___ Document section

To the extent that the Court acknowledges the debate as to whether process-based disputes are sufficient to plead a violation of Section 36(b), it appears to suggest that the process-based failure is not an independent violation of Section 36(b), but may undercut the deference to which an informed board decision would be entitled. As support for this interpretation, the Court emphasized that Section 36(b) is directed to fee levels: "Section 36(b) is sharply focused on the question of whether the fees themselves were excessive."15 Given the focus on whether a fee is excessive, a pure process-based challenge to negotiation of a fee should not result in a violation of Section 36(b). A process-based failure, however, may result in less deference to the board; although the significance of the process-based failure, and how it might be material, is nowhere discussed in the opinion. For some unspecified category of process-based failure, the Court states that "where a board's process was deficient or the adviser withheld important information, the court must take a more rigorous look at the outcome. When an investment adviser fails to disclose material information to the board, greater scrutiny is justified because the withheld information might have hampered the board's ability to function as 'an independent check upon the management.'"16 The failure to provide information to the board – which could, in fact, be unintentional – is not dispositive on whether there is a breach of fiduciary duty. Rather, the Court notes, "an adviser's compliance or non-compliance with its disclosure obligations is a factor that must be considered in calibrating the degree of deference that is due a board's decision to approve an adviser's fees."17
The Court's adoption of the Gartenberg factors, and its express recognition that courts are not institutionally suited to set advisory fees, restored much needed stability to the process by which investment advisers and boards negotiate advisory fees. The Gartenberg factors have created a structure that assists advisers in the provision of information to boards relevant to a fee determination and has shaped boards' expectations about the kinds of information that they should consider in setting advisory fees. The Court's decision nonetheless has created uncertainty about an important factor in the analysis – i.e., the fee structures of comparable funds – and that uncertainty may require reconsideration of comparability in the course of 15(c) renewals.

______
___ Material

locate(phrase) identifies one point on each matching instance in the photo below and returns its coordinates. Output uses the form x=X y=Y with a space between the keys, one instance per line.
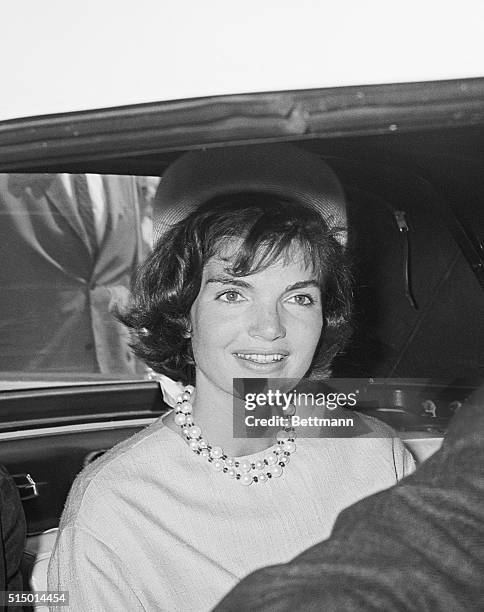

______

● Written request
Could you print the passage above on Section 36(b) and advisory fees in full, word for word?

● Answer below
To the extent that the Court acknowledges the debate as to whether process-based disputes are sufficient to plead a violation of Section 36(b), it appears to suggest that the process-based failure is not an independent violation of Section 36(b), but may undercut the deference to which an informed board decision would be entitled. As support for this interpretation, the Court emphasized that Section 36(b) is directed to fee levels: "Section 36(b) is sharply focused on the question of whether the fees themselves were excessive."15 Given the focus on whether a fee is excessive, a pure process-based challenge to negotiation of a fee should not result in a violation of Section 36(b). A process-based failure, however, may result in less deference to the board; although the significance of the process-based failure, and how it might be material, is nowhere discussed in the opinion. For some unspecified category of process-based failure, the Court states that "where a board's process was deficient or the adviser withheld important information, the court must take a more rigorous look at the outcome. When an investment adviser fails to disclose material information to the board, greater scrutiny is justified because the withheld information might have hampered the board's ability to function as 'an independent check upon the management.'"16 The failure to provide information to the board – which could, in fact, be unintentional – is not dispositive on whether there is a breach of fiduciary duty. Rather, the Court notes, "an adviser's compliance or non-compliance with its disclosure obligations is a factor that must be considered in calibrating the degree of deference that is due a board's decision to approve an adviser's fees."17
The Court's adoption of the Gartenberg factors, and its express recognition that courts are not institutionally suited to set advisory fees, restored much needed stability to the process by which investment advisers and boards negotiate advisory fees. The Gartenberg factors have created a structure that assists advisers in the provision of information to boards relevant to a fee determination and has shaped boards' expectations about the kinds of information that they should consider in setting advisory fees. The Court's decision nonetheless has created uncertainty about an important factor in the analysis – i.e., the fee structures of comparable funds – and that uncertainty may require reconsideration of comparability in the course of 15(c) renewals.